## Passage given:

────────────────────

Nick Sonnenberg 22:20
Well, the best way to get to Inbox Zero is email zero. So all the stuff that’s going in currently going into email that shouldn’t go into email. So anything that really is internal communication, put it in Slack, or Teams, anything that is related to task, or projects should go in a work management tool. And so that alone is going to help reduce the amount of email by an order of magnitude. And then we have a system called Reply, archive, defer, you know, once you kind of reduced the volume of email, because you got it go into the right places, and then you follow this R A D system, you can get through email so much quicker, so much less stress, and miss far less opportunities.
Mark Divine 23:04
Right. You heard of the hub and spoke concept?
Nick Sonnenberg 23:05
Are you talking about like in a flat organization versus like a hierarchical organization?

────────────────────

Entries taken from a collection
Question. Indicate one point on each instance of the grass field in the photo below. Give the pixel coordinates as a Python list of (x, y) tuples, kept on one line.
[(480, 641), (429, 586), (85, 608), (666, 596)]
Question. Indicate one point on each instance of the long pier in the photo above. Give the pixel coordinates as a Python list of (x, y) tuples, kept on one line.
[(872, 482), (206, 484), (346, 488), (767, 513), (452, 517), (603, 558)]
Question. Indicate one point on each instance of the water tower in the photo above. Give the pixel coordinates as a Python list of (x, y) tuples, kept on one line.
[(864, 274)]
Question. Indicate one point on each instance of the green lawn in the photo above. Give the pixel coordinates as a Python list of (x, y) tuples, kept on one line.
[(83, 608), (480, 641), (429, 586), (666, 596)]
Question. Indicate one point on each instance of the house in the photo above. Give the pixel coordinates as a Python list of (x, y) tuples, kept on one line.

────────────────────

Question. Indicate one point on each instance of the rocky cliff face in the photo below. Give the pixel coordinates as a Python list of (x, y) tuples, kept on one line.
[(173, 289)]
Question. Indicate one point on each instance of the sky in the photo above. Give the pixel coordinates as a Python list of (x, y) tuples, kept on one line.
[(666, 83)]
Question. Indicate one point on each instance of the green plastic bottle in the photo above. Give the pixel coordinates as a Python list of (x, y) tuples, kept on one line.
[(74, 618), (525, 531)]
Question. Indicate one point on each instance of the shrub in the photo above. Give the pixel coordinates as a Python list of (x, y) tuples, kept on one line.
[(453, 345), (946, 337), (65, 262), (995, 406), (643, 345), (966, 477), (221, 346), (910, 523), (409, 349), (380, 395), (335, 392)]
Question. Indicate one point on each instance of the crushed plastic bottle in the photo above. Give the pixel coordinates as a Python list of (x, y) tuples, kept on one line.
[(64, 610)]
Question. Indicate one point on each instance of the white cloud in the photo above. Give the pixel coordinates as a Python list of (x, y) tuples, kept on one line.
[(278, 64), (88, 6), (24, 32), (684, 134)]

────────────────────

## Your tasks:
1. Answer these questions from the transcript:
(a) Where does Nick Sonnenberg say internal communication should go instead of email?
(b) What concept does Mark Divine ask whether Nick Sonnenberg has heard of?
(c) Which two kinds of organization does Nick Sonnenberg mention in his reply to that question?
2. List the three actions that make up the email system described in the transcript.
3. Go on with the transcript of the conversation about email from its final line.

## Answers to each task:
1.
(a) Slack or Teams.
(b) The hub and spoke concept.
(c) A flat organization and a hierarchical organization.

2. Reply, archive, defer.

3.
Mark Divine 23:11
With the technology stack. So the idea is like with Teams, or Zoom, and even Slack, you can use that as like your primary platform. And then through these apps, and these add ons, and these plugins, you know, you basically plug in everything, like for instance, if you let’s say, zoom, you use a lot of zoom. Now they’ve set that up, where now you can use that as your hub. And then you can plug in, right, slack to that. And you can plug in Yeah, your email app, and you can plug in, you know, some sort of repository, like Asana. And so then you’re not switching back and forth between all these apps, you just use that kind of hub app, and you do all your work from there. Is that effective? Or is that just a theoretical concept I learned in my doctoral program, because we’ve tried to implement it and we still bounce around and it hadn’t been really effective for us.
Nick Sonnenberg 23:57
So I call it my command center. So it’s funny that you’re calling it.
Mark Divine 24:02
Nick Sonnenberg 24:02
So I make Slack my command center.
Mark Divine 24:05
Okay. Same idea.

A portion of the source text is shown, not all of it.